■ Source document:

These textbooks claim that the Jews had no right to settle on the land. They glorify violence and encourage the murder of Jews, which will lead to their eventual expulsion from the region. The books encourage the young children to fight against the Jewish occupier and yearn for the complete destruction of the State of Israel.
It is no surprise, then, that the study concluded that it is unlikely that the Palestinians and Israelis will ever be able to coexist alongside each other.
These textbooks, which are paid for by UNRWA and other UN relief organizations, are used to teach more than half a million Palestinian school children. Complaints have been filed by Israeli organizations and the Israeli government for years now, but the situation remains unchanged.
Moreover, a new chapter was recently added to Palestinian textbooks that glorifies Dalal Mughrabi, who headed the terrorist cell that carried out a bloody bus bombing in 1978, which killed 38 Israelis, 13 of them children. In addition, schools, streets and squares in the PA have been named after Mughrabi.
Over the years, the PA has perpetuated the memory of murderers and terrorists by naming streets, monuments and squares after them, and thereby creating an ethos of the Palestinian shahid (martyr).
Terrorists who murder innocent women and children are revered as glorious heroes as a way of creating Palestinian nationalism.

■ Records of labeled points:
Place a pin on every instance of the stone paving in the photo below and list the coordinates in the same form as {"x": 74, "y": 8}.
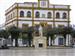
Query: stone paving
{"x": 37, "y": 52}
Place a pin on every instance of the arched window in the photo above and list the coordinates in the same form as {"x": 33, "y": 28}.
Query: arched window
{"x": 37, "y": 15}
{"x": 64, "y": 15}
{"x": 21, "y": 13}
{"x": 49, "y": 15}
{"x": 28, "y": 14}
{"x": 57, "y": 15}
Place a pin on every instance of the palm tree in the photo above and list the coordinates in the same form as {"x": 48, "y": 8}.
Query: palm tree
{"x": 51, "y": 33}
{"x": 30, "y": 37}
{"x": 29, "y": 31}
{"x": 73, "y": 37}
{"x": 14, "y": 31}
{"x": 65, "y": 31}
{"x": 4, "y": 34}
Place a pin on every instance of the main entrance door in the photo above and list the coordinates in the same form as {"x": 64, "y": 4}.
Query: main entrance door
{"x": 60, "y": 41}
{"x": 40, "y": 45}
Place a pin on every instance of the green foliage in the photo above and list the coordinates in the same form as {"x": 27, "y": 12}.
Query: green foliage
{"x": 4, "y": 33}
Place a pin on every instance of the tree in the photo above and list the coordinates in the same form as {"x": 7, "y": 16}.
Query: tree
{"x": 14, "y": 31}
{"x": 51, "y": 33}
{"x": 29, "y": 31}
{"x": 4, "y": 34}
{"x": 65, "y": 31}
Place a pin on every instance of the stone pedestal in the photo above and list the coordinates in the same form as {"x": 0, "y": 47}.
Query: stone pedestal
{"x": 39, "y": 42}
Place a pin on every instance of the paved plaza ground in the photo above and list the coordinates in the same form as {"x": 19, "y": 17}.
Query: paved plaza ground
{"x": 37, "y": 52}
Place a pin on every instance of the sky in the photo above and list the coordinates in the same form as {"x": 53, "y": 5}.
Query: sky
{"x": 5, "y": 4}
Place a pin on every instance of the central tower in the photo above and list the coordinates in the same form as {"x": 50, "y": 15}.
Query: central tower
{"x": 43, "y": 3}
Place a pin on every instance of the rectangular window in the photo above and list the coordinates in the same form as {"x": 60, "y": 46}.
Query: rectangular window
{"x": 24, "y": 26}
{"x": 60, "y": 26}
{"x": 43, "y": 15}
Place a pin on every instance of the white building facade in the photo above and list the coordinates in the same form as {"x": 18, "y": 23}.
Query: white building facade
{"x": 32, "y": 13}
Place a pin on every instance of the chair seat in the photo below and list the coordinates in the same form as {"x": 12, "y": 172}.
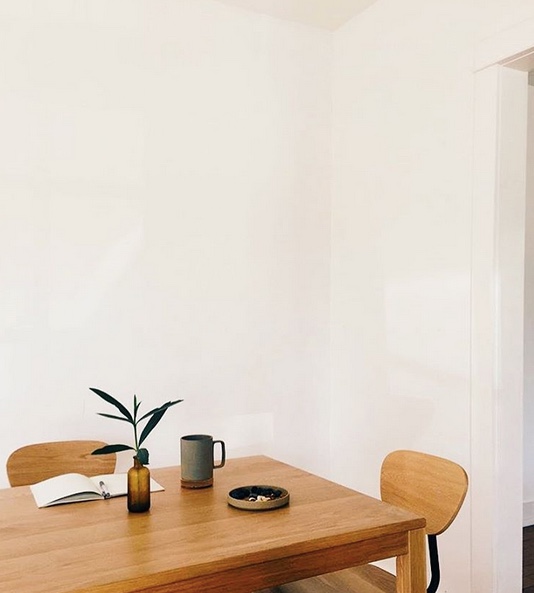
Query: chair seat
{"x": 360, "y": 579}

■ Given task: According to the passage on Palestinian textbooks, how many Palestinian school children are taught with these books? The listing is not needed for this.

■ Problem solution: More than half a million.